Source records:
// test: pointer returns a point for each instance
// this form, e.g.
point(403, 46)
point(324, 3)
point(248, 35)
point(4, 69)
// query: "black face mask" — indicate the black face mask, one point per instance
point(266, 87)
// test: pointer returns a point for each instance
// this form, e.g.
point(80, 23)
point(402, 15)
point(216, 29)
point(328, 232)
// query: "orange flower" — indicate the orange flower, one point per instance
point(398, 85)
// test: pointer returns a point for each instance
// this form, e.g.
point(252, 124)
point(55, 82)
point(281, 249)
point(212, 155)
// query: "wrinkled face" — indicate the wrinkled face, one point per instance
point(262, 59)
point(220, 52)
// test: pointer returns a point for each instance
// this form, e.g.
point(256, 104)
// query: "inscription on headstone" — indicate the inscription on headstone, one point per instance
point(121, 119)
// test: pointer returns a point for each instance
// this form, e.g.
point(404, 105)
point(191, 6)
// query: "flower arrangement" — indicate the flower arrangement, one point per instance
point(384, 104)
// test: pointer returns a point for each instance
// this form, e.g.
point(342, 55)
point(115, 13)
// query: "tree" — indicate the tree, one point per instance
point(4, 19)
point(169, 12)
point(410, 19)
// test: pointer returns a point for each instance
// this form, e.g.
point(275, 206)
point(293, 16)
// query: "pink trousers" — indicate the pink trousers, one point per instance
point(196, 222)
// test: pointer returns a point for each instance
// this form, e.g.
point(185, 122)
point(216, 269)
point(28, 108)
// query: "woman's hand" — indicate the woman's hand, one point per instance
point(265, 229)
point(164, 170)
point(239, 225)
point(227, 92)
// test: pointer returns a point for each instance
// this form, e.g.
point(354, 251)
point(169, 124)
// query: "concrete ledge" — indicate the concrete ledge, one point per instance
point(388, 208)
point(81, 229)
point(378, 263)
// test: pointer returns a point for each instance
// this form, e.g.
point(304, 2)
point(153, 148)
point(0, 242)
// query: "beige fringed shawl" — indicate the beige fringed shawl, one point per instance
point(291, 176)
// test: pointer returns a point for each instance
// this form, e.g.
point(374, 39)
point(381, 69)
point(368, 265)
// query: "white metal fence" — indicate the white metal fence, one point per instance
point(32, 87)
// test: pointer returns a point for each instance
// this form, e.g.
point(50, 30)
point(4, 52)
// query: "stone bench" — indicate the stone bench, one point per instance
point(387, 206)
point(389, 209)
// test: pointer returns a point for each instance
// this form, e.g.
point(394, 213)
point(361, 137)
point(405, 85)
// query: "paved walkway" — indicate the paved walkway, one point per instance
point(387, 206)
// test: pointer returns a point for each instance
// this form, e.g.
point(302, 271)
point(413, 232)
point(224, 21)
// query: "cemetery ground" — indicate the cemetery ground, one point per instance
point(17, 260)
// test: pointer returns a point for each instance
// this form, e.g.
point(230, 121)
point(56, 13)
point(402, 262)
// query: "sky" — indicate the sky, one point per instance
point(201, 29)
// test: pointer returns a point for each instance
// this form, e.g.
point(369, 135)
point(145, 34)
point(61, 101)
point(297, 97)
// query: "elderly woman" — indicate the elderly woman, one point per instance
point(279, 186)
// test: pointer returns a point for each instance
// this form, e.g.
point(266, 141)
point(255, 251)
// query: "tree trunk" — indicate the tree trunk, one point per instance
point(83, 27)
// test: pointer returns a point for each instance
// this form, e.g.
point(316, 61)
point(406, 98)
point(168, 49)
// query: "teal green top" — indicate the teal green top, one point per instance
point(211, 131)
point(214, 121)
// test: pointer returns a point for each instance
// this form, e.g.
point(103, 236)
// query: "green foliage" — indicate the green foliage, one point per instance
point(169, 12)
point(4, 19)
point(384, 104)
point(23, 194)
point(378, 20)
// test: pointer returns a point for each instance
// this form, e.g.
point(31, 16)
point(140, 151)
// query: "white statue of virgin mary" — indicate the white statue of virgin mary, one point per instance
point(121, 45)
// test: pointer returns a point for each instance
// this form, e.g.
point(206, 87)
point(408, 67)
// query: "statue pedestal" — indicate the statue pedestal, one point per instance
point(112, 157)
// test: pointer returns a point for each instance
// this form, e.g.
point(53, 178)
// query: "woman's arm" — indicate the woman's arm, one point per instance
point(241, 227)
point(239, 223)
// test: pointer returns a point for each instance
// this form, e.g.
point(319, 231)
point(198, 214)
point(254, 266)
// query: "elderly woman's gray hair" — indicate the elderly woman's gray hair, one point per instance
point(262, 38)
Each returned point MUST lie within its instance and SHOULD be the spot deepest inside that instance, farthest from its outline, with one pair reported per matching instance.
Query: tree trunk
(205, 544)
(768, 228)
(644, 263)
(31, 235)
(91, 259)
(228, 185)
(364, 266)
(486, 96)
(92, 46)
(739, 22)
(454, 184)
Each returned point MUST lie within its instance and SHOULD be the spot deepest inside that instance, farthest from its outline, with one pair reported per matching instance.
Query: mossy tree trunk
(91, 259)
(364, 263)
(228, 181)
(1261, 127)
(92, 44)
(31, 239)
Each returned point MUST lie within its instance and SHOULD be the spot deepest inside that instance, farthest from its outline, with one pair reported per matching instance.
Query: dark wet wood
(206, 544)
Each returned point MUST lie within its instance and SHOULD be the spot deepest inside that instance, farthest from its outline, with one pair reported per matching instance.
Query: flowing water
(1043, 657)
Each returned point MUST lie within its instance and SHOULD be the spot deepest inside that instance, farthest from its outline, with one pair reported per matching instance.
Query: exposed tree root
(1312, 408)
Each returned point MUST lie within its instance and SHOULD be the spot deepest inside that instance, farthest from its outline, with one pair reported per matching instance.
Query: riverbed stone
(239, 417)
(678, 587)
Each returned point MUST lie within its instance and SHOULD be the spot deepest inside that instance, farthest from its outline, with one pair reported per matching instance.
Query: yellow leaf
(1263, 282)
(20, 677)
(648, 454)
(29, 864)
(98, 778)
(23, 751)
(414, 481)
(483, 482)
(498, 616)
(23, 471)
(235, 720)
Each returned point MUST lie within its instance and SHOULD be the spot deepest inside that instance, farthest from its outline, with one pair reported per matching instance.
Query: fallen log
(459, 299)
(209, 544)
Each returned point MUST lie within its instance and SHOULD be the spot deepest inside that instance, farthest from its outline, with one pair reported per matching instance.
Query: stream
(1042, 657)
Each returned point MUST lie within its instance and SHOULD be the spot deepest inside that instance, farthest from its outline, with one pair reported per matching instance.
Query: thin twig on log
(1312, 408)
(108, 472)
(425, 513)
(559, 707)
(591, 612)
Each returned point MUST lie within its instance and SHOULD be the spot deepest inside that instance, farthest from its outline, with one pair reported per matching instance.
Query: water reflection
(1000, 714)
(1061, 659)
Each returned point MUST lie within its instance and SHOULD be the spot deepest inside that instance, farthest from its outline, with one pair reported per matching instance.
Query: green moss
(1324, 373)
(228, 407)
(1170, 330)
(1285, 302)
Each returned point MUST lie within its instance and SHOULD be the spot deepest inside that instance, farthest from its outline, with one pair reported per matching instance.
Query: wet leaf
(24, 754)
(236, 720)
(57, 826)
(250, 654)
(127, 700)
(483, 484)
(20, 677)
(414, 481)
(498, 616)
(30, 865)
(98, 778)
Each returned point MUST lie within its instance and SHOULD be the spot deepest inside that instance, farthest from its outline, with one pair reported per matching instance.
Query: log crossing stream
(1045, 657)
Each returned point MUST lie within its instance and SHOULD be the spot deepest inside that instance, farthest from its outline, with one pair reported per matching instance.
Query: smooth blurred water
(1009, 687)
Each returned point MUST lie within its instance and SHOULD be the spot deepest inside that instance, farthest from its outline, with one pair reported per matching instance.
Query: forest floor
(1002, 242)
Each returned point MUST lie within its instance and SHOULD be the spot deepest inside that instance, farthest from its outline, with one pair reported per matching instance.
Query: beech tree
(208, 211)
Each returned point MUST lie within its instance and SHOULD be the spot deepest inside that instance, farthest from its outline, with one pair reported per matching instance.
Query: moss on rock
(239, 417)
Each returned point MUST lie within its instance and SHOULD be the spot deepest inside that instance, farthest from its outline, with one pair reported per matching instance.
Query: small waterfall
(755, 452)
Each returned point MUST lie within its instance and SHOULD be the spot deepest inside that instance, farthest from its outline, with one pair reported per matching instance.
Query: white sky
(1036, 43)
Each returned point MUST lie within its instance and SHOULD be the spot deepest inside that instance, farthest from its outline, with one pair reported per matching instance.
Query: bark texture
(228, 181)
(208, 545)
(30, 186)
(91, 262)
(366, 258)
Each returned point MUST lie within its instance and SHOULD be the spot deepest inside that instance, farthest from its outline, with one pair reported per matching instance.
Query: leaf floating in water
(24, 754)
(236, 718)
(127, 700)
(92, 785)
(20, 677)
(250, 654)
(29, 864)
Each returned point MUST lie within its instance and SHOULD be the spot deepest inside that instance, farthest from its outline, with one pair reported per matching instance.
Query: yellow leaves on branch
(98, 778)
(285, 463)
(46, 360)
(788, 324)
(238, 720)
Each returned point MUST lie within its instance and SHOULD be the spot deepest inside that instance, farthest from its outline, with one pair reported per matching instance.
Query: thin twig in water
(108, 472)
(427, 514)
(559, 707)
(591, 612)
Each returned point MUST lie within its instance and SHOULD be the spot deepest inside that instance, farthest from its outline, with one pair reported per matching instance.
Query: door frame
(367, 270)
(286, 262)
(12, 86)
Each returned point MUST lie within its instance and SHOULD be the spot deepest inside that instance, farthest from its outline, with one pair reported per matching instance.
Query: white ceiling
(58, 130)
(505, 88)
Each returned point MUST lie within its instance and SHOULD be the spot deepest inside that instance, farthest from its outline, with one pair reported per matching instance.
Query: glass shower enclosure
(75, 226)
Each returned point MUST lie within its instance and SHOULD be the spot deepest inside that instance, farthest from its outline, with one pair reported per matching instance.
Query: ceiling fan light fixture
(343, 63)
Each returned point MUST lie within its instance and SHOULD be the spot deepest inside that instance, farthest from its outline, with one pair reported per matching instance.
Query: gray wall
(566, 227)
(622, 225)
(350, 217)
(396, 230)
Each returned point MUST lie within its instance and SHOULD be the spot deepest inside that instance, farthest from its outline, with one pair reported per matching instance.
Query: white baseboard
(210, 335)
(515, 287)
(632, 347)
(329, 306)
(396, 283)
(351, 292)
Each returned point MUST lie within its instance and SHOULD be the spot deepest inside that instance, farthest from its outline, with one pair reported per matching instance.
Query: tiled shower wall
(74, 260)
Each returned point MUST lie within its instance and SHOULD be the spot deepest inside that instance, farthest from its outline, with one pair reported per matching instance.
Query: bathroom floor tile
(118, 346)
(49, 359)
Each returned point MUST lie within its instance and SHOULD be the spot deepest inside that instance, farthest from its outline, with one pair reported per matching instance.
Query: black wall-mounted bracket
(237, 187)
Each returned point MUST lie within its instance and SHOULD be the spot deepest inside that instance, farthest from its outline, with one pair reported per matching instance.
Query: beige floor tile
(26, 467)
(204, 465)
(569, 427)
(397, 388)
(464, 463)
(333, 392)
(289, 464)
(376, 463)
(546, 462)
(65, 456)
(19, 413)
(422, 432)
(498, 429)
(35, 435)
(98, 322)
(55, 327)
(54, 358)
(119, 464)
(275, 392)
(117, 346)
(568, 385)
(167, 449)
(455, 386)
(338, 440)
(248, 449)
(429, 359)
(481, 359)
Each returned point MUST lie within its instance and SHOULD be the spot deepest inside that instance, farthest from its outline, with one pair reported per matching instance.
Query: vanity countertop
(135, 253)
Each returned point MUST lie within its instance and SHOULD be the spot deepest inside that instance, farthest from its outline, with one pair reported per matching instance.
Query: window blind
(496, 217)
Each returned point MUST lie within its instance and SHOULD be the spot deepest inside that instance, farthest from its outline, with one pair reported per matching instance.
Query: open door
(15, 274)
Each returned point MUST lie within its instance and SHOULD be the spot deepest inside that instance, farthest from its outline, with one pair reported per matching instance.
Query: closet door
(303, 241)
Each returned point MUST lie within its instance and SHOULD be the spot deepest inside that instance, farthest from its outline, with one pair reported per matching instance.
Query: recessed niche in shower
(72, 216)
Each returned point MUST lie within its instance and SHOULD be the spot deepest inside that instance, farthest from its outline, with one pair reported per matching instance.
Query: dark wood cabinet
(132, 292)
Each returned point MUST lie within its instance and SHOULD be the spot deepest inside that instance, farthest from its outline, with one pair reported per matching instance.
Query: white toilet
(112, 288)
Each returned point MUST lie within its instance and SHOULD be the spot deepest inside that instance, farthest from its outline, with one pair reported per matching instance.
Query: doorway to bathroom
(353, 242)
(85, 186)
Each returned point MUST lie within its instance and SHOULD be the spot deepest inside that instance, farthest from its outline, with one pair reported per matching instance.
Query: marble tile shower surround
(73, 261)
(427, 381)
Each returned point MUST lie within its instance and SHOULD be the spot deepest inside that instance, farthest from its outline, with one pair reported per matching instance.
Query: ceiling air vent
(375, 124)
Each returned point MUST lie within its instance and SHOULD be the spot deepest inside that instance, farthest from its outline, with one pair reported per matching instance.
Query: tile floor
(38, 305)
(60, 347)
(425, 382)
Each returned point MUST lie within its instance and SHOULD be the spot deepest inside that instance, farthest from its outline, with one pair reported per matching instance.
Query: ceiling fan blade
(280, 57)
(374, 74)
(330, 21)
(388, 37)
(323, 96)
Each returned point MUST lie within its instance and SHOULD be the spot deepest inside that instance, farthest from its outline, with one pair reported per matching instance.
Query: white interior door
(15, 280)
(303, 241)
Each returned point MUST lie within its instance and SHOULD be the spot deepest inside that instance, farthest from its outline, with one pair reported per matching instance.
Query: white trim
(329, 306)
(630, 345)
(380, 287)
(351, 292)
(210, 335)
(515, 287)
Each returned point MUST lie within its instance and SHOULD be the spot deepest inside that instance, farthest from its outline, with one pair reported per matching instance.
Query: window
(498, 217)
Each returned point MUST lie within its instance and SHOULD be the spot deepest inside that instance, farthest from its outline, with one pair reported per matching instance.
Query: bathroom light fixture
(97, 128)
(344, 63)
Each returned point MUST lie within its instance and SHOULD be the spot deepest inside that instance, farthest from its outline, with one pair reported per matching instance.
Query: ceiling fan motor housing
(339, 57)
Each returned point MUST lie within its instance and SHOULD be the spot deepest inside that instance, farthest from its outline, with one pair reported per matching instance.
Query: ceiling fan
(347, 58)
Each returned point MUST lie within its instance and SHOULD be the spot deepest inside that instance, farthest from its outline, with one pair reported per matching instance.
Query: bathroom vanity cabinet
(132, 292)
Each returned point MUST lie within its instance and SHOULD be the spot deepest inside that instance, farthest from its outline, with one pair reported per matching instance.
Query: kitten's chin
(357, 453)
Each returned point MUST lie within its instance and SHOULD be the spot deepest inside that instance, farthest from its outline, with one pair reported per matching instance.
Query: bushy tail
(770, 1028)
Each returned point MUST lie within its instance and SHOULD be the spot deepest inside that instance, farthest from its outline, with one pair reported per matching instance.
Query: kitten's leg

- What the exercise asks -
Write out the records again, starting at their first line and stopping after the line that contains "point(227, 92)", keeping the requests as they are. Multiply every coordinate in the answers by 1.4 and round to whole numbers, with halves going up, but leave the numbers in the requests and their sample lines unchanged.

- The reply -
// test: pointer returns a point for each instance
// this form, e.g.
point(403, 46)
point(324, 3)
point(248, 35)
point(4, 69)
// query: "black face mask" — indicate the black face mask, one point per instance
point(372, 122)
// test: pointer returns a point for each instance
// this form, e.g.
point(80, 23)
point(402, 15)
point(216, 29)
point(328, 232)
// query: "orange flower" — indicate the orange flower, one point per instance
point(557, 119)
// test: pointer returns a point for each instance
// this form, e.g.
point(252, 124)
point(55, 82)
point(281, 249)
point(212, 155)
// query: "wrinkled face" — indicate the wrinkled face, one point per instance
point(367, 83)
point(308, 73)
// test: pointer returns a point for each instance
// this form, e.g.
point(256, 104)
// query: "inscription on headstone" — indicate the inscription on headstone, one point per instance
point(169, 167)
// test: pointer returns a point for each instance
// this form, e.g.
point(404, 105)
point(191, 6)
// query: "flower arrangement" — indicate the flower arrangement, one point per instance
point(538, 146)
// test: pointer returns a point for each instance
// this form, e.g.
point(342, 55)
point(115, 13)
// query: "tree" — indicate the tree, one point per instance
point(6, 27)
point(237, 17)
point(574, 27)
// test: pointer returns a point for each instance
// this form, e.g.
point(275, 206)
point(293, 16)
// query: "pink trousers" — indicate the pink trousers, one point per instance
point(274, 311)
// test: pointer returns a point for each instance
// this form, e.g.
point(185, 122)
point(216, 269)
point(28, 108)
// query: "woman's hand" — indicate the woman's hand, one point per instance
point(371, 321)
point(230, 238)
point(335, 315)
point(318, 129)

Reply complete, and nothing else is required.